====== BRANO SCELTO ======
A Wroclaw (Breslavia)
nell'agosto del 1948, ormai nel pieno della guerra fredda scienziati
francesi e polacchi convocarono un Congresso degli uomini di scienza
e di cultura, sulle prospettive del mondo. Il congresso fu aperto da
un messaggio di Albert Einstein, un allarme accorato sui pericoli che
i nuovi strumenti di distruzione di massa comportano per l'intero
genere umano e un appello per il governo mondiale, considerato
necessario ed urgente.
Queste posizioni
pacifiste valsero ad Einstein sospetti di comunismo e il controllo
strettissimo da parte di FBI e CIA.
La fonte da cui lo
riprendo è la rivista “Eco del mondo” che aveva la direzione in
Londra e che veniva tradotta e pubblicata in Italia da Mondadori. Il
formato e i contenuti ricordano il “Readers digest”, visto che si
tratta di articoli divulgativi provenienti da tutto il mondo.
L'orientamento politico-culturale è assai diverso e sembra
collegarsi a quello della sinistra laburista inglese: nessun dubbio
sulla collocazione occidentale, ma molti dubbi sulla scelta USA di un
confronto duro con l'URSS, che metta tra le possibilità un conflitto
armato (il rischio di una nuova guerra mondiale si corse da lì a
poco, con la crisi di Corea). Questa scelta della rivista si
esplicita nel sottotitolo “La rivista per il cittadino del mondo”.
(S.L.L.)
Wroclaw - Breslavia |
Ci riuniamo oggi,
intellettuali e scienziati di molte nazioni, e su noi grava una
profonda e storica responsabilità. Abbiamo tutte le ragioni per
essere grati ai nostri colleghi francesi e polacchi, la cui
iniziativa ci ha riunito qui per uno scopo di grande importanza:
quello di usare l’influenza degli uomini saggi per promuovere la
pace e la sicurezza in tutto il mondo. Questo è il problema
antichissimo, che diede tanto da fare, per citare uno dei primi, a
Platone: applicare la ragione e la prudenza alla soluzione dei
problemi umani, anziché cedere agli istinti atavici e alle passioni.
======
- COMPITO ASSEGNATO 1:
Individua nei record qui sotto tutte le righe che contengono la stringa "green" e ricopiale.
====== RECORD ESTRATTI ======
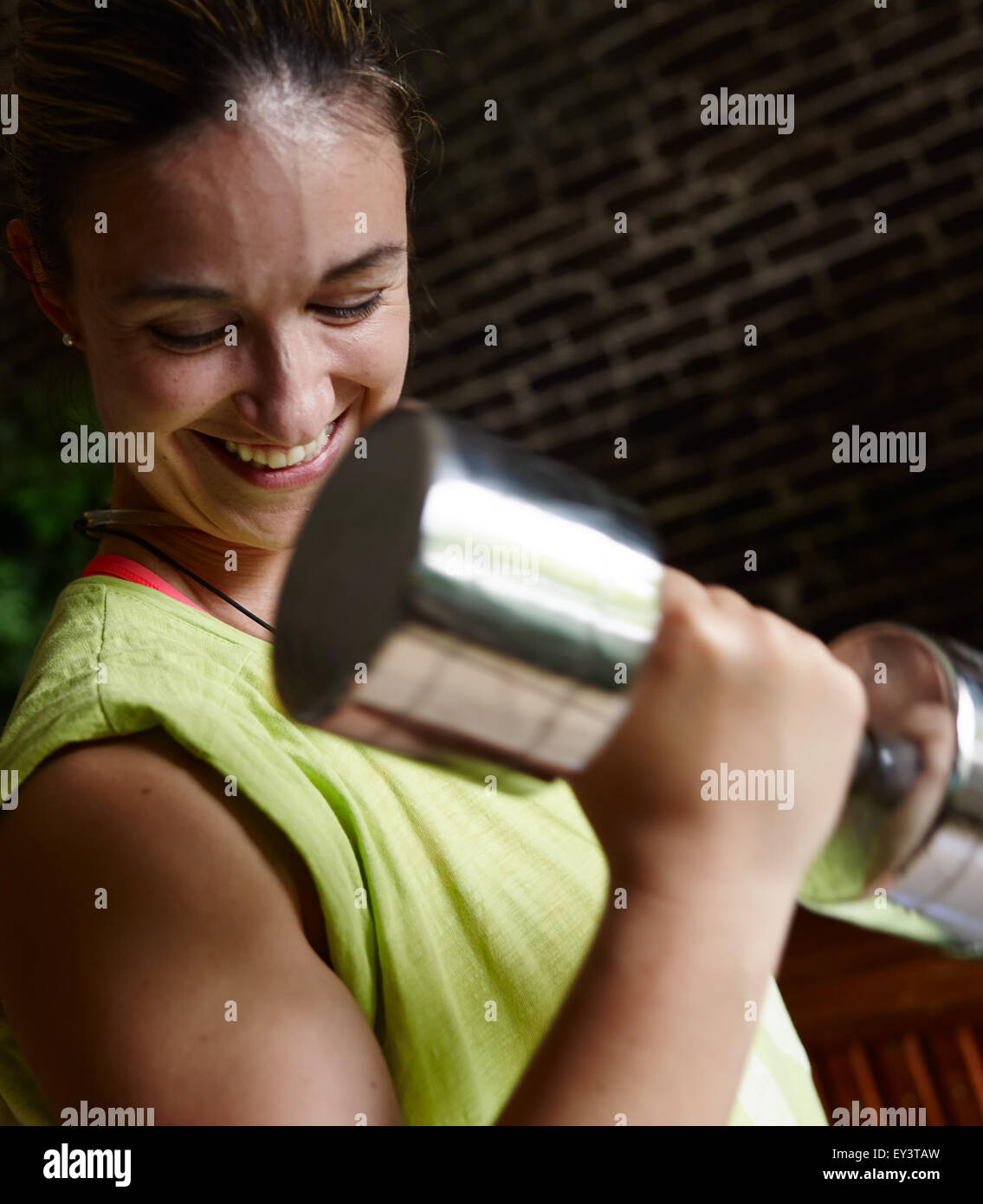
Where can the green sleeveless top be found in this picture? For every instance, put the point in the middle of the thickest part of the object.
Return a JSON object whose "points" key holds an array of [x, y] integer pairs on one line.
{"points": [[445, 891]]}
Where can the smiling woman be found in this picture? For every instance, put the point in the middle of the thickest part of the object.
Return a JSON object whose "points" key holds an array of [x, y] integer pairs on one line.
{"points": [[231, 917]]}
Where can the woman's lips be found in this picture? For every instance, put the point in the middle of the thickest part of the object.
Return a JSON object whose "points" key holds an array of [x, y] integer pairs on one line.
{"points": [[281, 478]]}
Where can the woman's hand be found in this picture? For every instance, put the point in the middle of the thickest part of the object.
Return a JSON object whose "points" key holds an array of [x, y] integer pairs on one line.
{"points": [[727, 683]]}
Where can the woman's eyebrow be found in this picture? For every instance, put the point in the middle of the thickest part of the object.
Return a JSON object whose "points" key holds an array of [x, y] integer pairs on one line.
{"points": [[169, 290]]}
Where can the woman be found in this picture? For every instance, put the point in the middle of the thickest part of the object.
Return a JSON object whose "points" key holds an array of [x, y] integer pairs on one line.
{"points": [[213, 911]]}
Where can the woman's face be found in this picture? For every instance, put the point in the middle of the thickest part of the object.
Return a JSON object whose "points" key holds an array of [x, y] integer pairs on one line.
{"points": [[240, 227]]}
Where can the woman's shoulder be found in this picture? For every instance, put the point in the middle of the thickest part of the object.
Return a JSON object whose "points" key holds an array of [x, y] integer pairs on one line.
{"points": [[138, 801]]}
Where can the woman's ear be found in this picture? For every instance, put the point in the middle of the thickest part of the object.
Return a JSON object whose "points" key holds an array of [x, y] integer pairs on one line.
{"points": [[49, 298]]}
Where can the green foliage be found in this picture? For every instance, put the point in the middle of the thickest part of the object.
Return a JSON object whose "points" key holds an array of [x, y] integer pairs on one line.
{"points": [[41, 497]]}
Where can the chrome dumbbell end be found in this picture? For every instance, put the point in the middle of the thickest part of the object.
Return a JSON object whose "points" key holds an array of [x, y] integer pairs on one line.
{"points": [[915, 812], [488, 592]]}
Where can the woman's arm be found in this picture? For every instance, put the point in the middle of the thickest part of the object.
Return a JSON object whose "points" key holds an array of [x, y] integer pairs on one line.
{"points": [[126, 1006]]}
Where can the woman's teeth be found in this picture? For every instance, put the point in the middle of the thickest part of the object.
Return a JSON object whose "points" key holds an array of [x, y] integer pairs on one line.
{"points": [[281, 457]]}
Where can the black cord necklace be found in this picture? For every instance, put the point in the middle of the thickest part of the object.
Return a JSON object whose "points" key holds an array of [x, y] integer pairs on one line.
{"points": [[94, 521]]}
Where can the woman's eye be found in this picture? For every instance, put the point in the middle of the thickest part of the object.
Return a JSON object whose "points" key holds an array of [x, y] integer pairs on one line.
{"points": [[350, 311], [212, 336]]}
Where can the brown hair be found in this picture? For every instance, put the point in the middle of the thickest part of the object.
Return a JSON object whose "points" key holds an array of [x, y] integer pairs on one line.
{"points": [[136, 73]]}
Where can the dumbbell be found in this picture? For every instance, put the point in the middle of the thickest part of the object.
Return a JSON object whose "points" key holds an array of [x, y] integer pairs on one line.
{"points": [[455, 593]]}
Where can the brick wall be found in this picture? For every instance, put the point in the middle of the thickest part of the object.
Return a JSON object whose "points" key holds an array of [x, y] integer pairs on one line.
{"points": [[642, 333]]}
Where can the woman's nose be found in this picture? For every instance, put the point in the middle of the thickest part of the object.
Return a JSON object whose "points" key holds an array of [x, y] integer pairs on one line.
======
- COMPITO ASSEGNATO 2:
Porta avanti il brano sul messaggio di Einstein al congresso di Wroclaw, riprendendo subito dopo la sua ultima frase.

- RISPOSTA ALL'ESERCIZIO 1:
Where can the green sleeveless top be found in this picture? For every instance, put the point in the middle of the thickest part of the object.
Where can the green foliage be found in this picture? For every instance, put the point in the middle of the thickest part of the object.

- RISPOSTA ALL'ESERCIZIO 2:
Per dolorosa esperienza
abbiamo appreso che il pensiero nazionale non è sufficiente a
risolvere i problemi della nostra vita sociale. Le ricerche
penetranti e il lavoro scientifico più acuto, ebbero spesso tragiche
conseguenze per l’umanità; producendo da un lato invenzioni che
liberarono l’uomo da uno spossante lavoro fisico e resero la sua
vita più facile e più ricca; ma, d’altro lato, introducendo una
grave inquietudine nella sua vita, rendendolo schiavo del suo
ambiente tecnico e, cosa catastrofica tra tutte, creando i mezzi per
una distruzione in massa. Questa, invero, è una tragedia che ci
commuove in modo straordinario.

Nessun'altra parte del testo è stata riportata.